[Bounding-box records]
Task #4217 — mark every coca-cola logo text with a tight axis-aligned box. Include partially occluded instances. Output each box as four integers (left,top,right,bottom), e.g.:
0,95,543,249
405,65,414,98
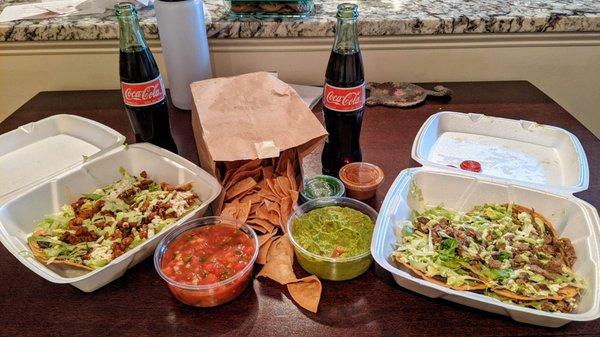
121,76,165,107
323,84,365,111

_Set problem_:
Please rewrite the records above with "box" changed to "rectangle" everywhere it appears, keeping everything else the same and omitting the pictures.

_Task output_:
Task #4217 — mark every coca-cola logo text with a tight axis-aligned rectangle. Include partially occluded instances. Output each rectangle as four integers (left,top,right,bottom), e.g.:
0,95,543,249
405,65,414,98
121,76,165,107
323,84,365,111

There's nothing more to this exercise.